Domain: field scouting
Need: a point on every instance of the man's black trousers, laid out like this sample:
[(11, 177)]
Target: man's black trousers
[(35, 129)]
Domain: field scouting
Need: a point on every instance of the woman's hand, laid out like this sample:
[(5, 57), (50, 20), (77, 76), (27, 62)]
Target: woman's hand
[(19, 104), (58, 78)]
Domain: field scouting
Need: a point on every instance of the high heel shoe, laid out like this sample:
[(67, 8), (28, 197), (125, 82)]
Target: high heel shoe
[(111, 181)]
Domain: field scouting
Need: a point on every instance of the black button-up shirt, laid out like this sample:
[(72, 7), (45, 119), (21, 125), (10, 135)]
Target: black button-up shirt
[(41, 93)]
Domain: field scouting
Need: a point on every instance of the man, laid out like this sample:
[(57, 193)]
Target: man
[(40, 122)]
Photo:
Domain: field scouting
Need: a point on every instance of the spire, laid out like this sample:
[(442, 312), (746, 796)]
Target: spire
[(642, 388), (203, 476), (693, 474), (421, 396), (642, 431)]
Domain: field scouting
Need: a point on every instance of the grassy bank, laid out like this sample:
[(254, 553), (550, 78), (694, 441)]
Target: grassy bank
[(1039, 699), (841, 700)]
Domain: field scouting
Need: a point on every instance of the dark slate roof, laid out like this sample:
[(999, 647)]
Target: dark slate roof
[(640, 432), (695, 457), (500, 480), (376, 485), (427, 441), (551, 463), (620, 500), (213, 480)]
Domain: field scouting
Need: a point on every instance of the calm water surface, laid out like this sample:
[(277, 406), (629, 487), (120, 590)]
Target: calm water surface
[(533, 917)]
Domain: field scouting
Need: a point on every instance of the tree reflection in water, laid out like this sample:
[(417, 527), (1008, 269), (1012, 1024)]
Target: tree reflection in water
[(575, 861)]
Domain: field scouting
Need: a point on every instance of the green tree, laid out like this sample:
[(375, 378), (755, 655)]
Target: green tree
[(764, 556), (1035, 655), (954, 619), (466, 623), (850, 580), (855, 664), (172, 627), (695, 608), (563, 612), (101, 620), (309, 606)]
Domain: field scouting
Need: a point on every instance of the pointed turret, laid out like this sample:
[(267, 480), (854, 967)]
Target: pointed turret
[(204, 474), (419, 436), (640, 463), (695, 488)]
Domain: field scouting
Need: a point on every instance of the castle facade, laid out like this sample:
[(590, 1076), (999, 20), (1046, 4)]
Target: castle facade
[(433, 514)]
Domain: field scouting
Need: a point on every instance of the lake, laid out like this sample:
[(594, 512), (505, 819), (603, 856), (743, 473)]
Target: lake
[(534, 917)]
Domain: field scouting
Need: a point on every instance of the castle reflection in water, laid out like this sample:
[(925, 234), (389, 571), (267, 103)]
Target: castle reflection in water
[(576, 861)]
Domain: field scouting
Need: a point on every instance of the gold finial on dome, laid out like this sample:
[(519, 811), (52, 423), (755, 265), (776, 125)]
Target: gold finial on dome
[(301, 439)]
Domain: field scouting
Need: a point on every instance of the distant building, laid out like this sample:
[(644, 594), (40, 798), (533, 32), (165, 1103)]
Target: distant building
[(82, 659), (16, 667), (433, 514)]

____________________

## What is asked:
Identify every line in the entries above that contains the word "heel", and copy each of those lines in full.

## Reply:
Need: a point on every instance of the high heel shoe, laid out like this sample:
Target: high heel shoe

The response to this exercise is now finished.